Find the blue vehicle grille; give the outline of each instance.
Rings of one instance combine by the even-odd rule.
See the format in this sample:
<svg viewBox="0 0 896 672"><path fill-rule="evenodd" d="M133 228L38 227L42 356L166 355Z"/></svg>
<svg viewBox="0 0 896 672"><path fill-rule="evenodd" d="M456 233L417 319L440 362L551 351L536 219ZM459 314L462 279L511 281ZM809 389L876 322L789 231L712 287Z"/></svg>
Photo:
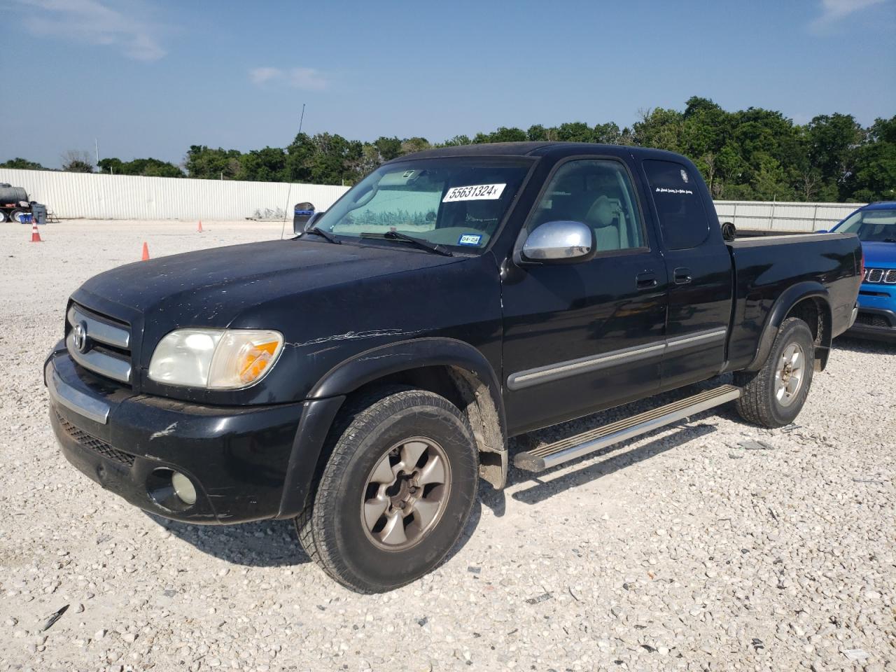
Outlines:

+++++

Task goal
Copy the data above line for line, leaving out the picture.

Response
Find the blue vehicle grille; give the outline of each instance.
Rings of one instance combine by the even-odd rule.
See the format in this sample:
<svg viewBox="0 0 896 672"><path fill-rule="evenodd" d="M133 228L38 227L42 356L166 355Z"/></svg>
<svg viewBox="0 0 896 672"><path fill-rule="evenodd" d="M456 233L417 319L440 362L551 351L536 219ZM459 314L462 279L511 281ZM809 389L876 322L789 231L712 287Z"/></svg>
Photo:
Outlines:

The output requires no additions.